Instrução escrita
Cite literalmente o trecho do texto sobre o marfim, desde "Outubro de 2012/Edição" até "com essa matança?", inclusive.

Trecho do documento
■ ■ ■

Outubro de 2012/Edição 151
28/09/2012
Culto ao marfim
Milhares de elefantes morrem a cada ano para que suas presas sejam transformadas em objetos religiosos. É possível acabar com essa matança?
por Bryan Christy
Fonte: NATIONAL GEOGRAPHIC BRASIL
Foto:
Brent Stirton
Kruba Dharmamuni, o famoso Monge Elefante, mantém os animais em seu
templo na Tailândia. Ativistas o acusam de deixar um elefante morrer de
fome para usar as presas em amuletos. Ele nega
Em janeiro deste ano, uma centena de cavaleiros irrompeu pela fronteira
do Chade, invadiu o Parque Nacional Bouba Ndjidah, em Camarões, e
massacrou centenas de elefantes, em uma das piores matanças isoladas
desde que, em 1989, foi implementada a proibição mundial do comércio de
marfim. Empunhando fuzis AK-47 e lançadores de granada, eles aniquilaram
os elefantes com uma precisão militar que lembrou outra carnificina
ocorrida em 2006 perto do Parque Nacional Zakouma, no Chade. Encerrado o
ataque, alguns fizeram uma pausa a fim de orar a Alá. As carcaças dos
animais são um monumento à cobiça humana; a caça de elefante alcançou os
piores níveis em uma década, e as apreensões de marfim ilegal são as
maiores nos últimos anos. Vistos do céu, os cadáveres formam um cenário
medonho. É possível notar quais animais tentaram fugir e quais mães
morreram ao proteger seus filhotes.
A conexão filipina
Em uma igreja lotada, o monsenhor Cristobal Garcia, um conhecido
colecionador de peças de marfim nas Filipinas, preside a um ritual
inusitado em torno de uma das mais importantes imagens religiosas do
país, o Santo Niño de Cebu (o Menino Jesus de Cebu). A cerimônia, por
ele realizada todos os anos em Cebu, é conhecida como Hubo, que, em
cebuano, significa “desvestir”. Diversos coroinhas unem-se para despir
uma estatueta de madeira de Cristo vestido como rei, a réplica de um
ícone que, acreditam os fiéis, foi levado à ilha por Fernão de
Magalhães, em 1521. Eles retiram a coroa, a túnica vermelha e as
minúsculas botas, assim como as roupas de baixo sobrepostas. Em seguida,
o monsenhor apanha a estatueta, oculta pelos coroinhas com uma
toalhinha branca, e a mergulha em barris com água, criando assim o
estoque anual de água benta da paróquia, que depois será comercializado
em garrafinhas.
Garcia é um homem corpulento, com a pálpebra esquerda caída e problema
nos joelhos. Em meados da década de 1980, era padre na igreja quando foi
acusado de abusar de um adolescente. Afastado das funções, retornou às
Filipinas, foi promovido a monsenhor e tornou-se o responsável pela
Comissão Arquidiocesana de Liturgia. Com isso, tornou-se chefe do
protocolo da maior arquidiocese católica no país, um rebanho de 4
milhões de fiéis em um país que conta com 75 milhões de católicos – a
terceira maior congregação dessa fé no mundo. O monsenhor é conhecido
fora de Cebu. Em 1990, o papa João Paulo II abençoou o Santo Niño por
ocasião de uma visita do prelado a Castel Gandolfo, a residência de
verão do pontífice.

■ ■ ■

Registros de dados
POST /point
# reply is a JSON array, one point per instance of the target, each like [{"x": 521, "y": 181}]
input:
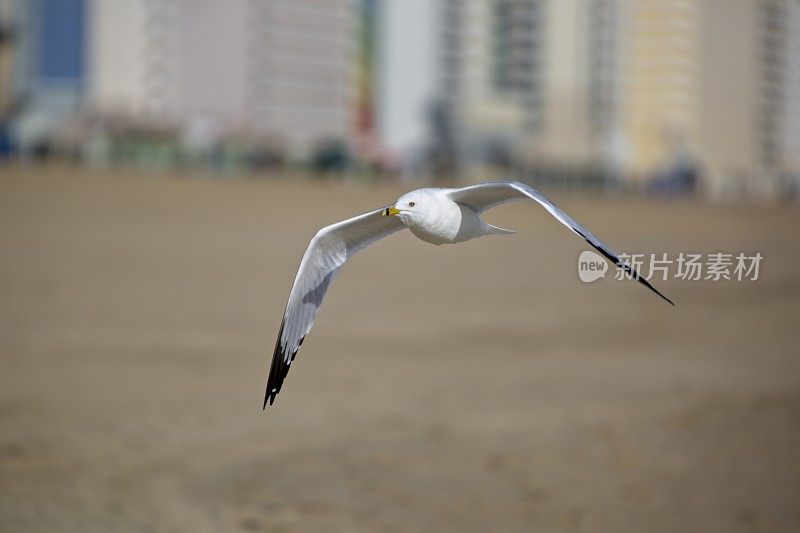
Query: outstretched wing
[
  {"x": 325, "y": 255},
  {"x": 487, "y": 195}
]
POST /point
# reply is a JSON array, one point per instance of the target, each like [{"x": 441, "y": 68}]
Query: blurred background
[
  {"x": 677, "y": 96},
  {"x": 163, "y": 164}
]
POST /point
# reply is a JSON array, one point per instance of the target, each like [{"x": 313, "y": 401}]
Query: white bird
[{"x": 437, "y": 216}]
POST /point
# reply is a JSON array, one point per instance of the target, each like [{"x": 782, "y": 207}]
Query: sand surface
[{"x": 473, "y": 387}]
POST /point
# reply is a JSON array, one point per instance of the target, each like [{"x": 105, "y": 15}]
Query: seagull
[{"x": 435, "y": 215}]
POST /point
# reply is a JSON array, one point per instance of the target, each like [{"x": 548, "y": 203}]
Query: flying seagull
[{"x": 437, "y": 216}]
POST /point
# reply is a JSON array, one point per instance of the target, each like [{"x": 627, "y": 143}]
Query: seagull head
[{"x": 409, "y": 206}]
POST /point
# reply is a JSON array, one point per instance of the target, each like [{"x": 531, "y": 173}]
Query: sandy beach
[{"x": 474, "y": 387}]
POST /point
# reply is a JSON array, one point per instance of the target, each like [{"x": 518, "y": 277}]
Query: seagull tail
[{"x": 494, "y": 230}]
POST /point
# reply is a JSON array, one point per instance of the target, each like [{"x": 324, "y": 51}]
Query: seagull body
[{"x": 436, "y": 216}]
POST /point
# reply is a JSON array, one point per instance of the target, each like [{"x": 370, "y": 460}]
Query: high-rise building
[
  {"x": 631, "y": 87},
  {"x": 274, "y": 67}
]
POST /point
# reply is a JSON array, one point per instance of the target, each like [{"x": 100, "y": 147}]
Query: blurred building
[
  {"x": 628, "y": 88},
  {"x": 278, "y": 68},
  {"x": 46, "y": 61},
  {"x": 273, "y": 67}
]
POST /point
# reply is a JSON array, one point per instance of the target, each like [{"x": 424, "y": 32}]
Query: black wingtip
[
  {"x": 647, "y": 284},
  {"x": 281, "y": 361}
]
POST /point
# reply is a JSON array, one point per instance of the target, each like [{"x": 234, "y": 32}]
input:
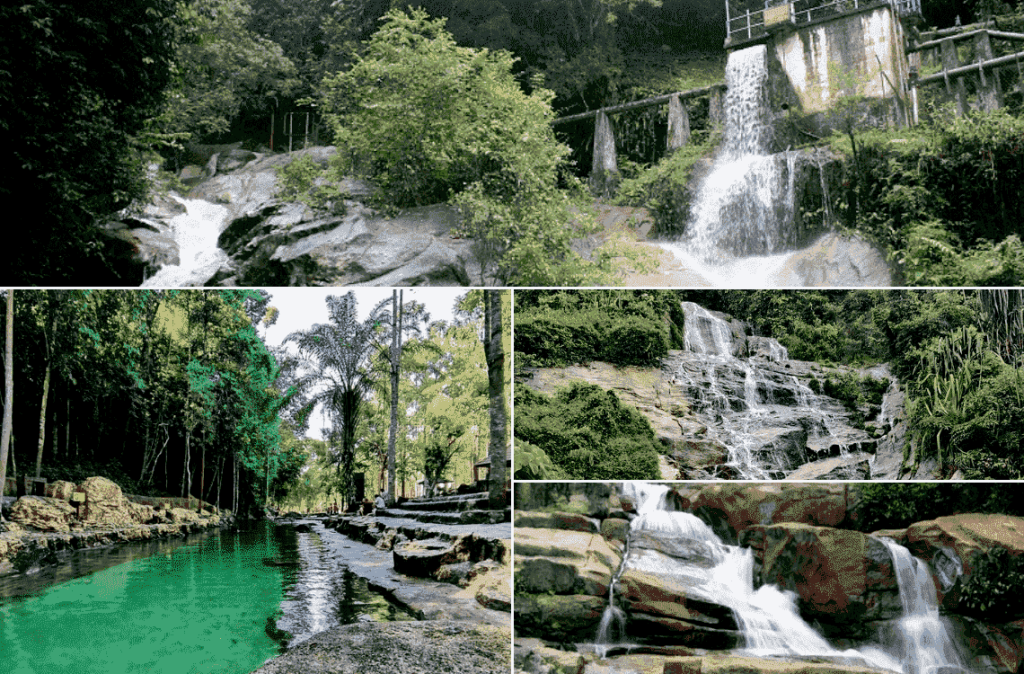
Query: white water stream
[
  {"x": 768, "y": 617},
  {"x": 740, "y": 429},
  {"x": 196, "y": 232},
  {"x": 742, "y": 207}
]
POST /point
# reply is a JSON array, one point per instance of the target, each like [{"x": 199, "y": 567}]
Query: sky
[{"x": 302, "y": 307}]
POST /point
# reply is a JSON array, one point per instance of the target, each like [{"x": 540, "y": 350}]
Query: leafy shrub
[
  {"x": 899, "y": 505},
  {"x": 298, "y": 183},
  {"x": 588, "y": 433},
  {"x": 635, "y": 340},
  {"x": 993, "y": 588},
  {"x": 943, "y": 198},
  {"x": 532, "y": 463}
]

■ ■ ■

Tarefa concluída
Outubro de 2012/Edição 151
28/09/2012
Culto ao marfim
Milhares de elefantes morrem a cada ano para que suas presas sejam transformadas em objetos religiosos. É possível acabar com essa matança?